§ Extracted data:
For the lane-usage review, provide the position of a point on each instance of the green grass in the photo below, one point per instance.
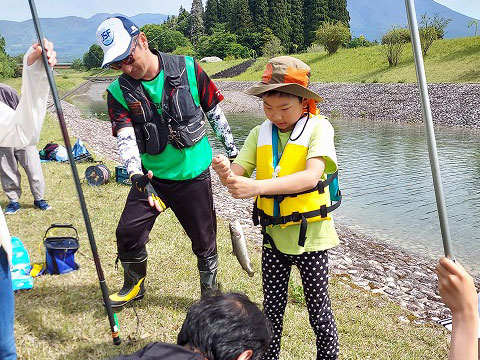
(448, 61)
(62, 316)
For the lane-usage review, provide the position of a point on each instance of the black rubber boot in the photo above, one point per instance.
(134, 265)
(207, 268)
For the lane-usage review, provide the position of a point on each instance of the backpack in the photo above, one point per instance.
(60, 251)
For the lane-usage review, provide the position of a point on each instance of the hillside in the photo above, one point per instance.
(449, 61)
(372, 20)
(72, 35)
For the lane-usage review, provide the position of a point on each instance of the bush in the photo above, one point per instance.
(93, 58)
(360, 42)
(77, 64)
(393, 43)
(332, 36)
(272, 45)
(164, 39)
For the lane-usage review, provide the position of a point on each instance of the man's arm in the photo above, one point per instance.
(458, 293)
(21, 127)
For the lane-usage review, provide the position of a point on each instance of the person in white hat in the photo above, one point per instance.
(157, 108)
(459, 294)
(19, 128)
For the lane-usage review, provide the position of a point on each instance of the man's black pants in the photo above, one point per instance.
(190, 200)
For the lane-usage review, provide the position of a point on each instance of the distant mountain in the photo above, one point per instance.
(373, 18)
(72, 35)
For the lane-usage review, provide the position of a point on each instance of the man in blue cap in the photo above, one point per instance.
(157, 108)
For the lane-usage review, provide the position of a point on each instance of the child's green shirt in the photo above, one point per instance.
(321, 235)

§ Directions: After locating the line above that contains "of the person", write out that line and every later one exactly, through the last line of the material, and nothing else.

§ Task answer:
For the lane-usage review, provide the position of a point on each instance of the person in white hat in the photo above, one point per instance.
(157, 108)
(459, 294)
(19, 128)
For the lane-usage review, provide the position of a point on each instance of the man's black pants in the photo above, one point per instance.
(190, 200)
For the lane-usage review, provide the position of a point on each instance of the distant mountain in the photo above, one point per instance.
(373, 18)
(72, 35)
For the lane-usage review, provide the position of a point on each instance of the man in blue cap in the photo above, one point per instance.
(157, 108)
For the lane-usage review, provide the position of a point on each instance of the child's green shirt in the photo above, one point per instance.
(321, 235)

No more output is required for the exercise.